▶ [BAGIAN TEKS]:
Hingga 2030, Biaya Pembangunan Infrastruktur Asia Capai US$ 26 T

Hingga 2030, Biaya Pembangunan Infrastruktur Asia Capai US$ 26 T

Ardan Adhi Chandra - detikFinance
Selasa, 21 Mar 2017 11:34 WIB
Foto: Ari Saputra
Jakarta - Pembangunan infrastruktur yang masif tidak hanya terjadi di Indonesia. Beberapa negara regional Asia juga giat melakukan pembangunan infrastruktur di berbagai sektor.

Jika dihitung secara keseluruhan, kebutuhan biaya untuk pembangunan infrastruktur di Asia sepanjang 2016-2030 sebesar US$ 26 triliun. Angka tersebut turut memperhitungkan pertumbuhan ekonomi, pemberantasan kemiskinan, dan ancaman perubahan iklim yang tengah terjadi.

"Kawasan Asia yang sedang berkembang perlu investasi sebesar US$ 26 triliun selama 2016-2030 atau US$ 1,7 triliun per tahun. Hal ini diperlukan jika ingin mempertahankan momentum pertumbuhan ekonomi, memberantas kemiskinan, dan merespons perubahan iklim," kata Sekretaris Jenderal Kemenko Perekonomian Lukita Dinarsyah Tuwo dalam acara Meeting Asia's Infrastructure Needs di Ballroom Grand Hyatt Hotel, Jakarta Pusat, Selasa (21/3/2017).

SCROLL TO CONTINUE WITH CONTENT

Namun, jika tidak memperhitungkan biaya mitigasi dan adaptasi perubahan iklim hanya diperlukan US$ 22,6 triliun atau setara US$ 1,5 triliun per tahunnya.

▶ [DATA TERSIMPAN]:

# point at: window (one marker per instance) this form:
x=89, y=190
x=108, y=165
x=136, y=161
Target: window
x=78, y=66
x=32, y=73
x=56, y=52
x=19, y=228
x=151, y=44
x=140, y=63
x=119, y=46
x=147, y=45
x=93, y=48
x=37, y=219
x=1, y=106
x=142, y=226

▶ [SOAL TERTULIS 1]:
Ganti nama "window" menjadi "jendela" di seluruh catatan, lalu tuliskan kembali catatan itu tanpa perubahan lain.
▶ [SOAL TERTULIS 2]:
Lanjutkan artikel tentang biaya pembangunan infrastruktur Asia setelah kalimat terakhirnya.
Artikel dan catatan di atas berasal dari sumber yang berbeda.

▶ [JAWABAN TUGAS 1]:
# point at: jendela (one marker per instance) this form:
x=89, y=190
x=108, y=165
x=136, y=161
Target: jendela
x=78, y=66
x=32, y=73
x=56, y=52
x=19, y=228
x=151, y=44
x=140, y=63
x=119, y=46
x=147, y=45
x=93, y=48
x=37, y=219
x=1, y=106
x=142, y=226

▶ [JAWABAN TUGAS 2]:
Lukita merinci, dari perkiraan biaya investasi infrastruktur US$ 26 triliun hingga 2030, US$ 14,7 triliun di antaranya diperlukan untuk investasi di sektor ketenagalistrikan dan US$ 8,4 triliun untuk pembangunan transportasi. Sedangkan investasi untuk sektor telekomunikasi dibutuhkan US$ 2,3 triliun dan ditambah dengan kebutuhan sektor sanitasi sebesar US$ 800 miliar.

"Dari kebutuhan total yang sudah disesuaikan untuk iklim selama 2016-2030, diperlukan US$ 14,7 triliun untuk investasi di sektor listrik, US$ 8,4 triliun untuk sektor transportasi," ujar Lukita.

Perkiraan kebutuhan investasi infrastruktur di Asia US$ 1,7 triliun per tahun meningkat dua kali lipat dibandingkan perkiraan Asian Development Bank (ADB) di tahun 2009 yang hanya sebesar US$ 750 miliar. Adanya ancaman perubahan iklim ikut menyumbang kenaikan perkiraan kebutuhan investasi infrastruktur di Asia hingga 2030 mendatang.

"Dimasukannya investasi yang berkaitan dengan iklim adalah faktor utama penyumbang kenaikan tersebut," tutur Lukita.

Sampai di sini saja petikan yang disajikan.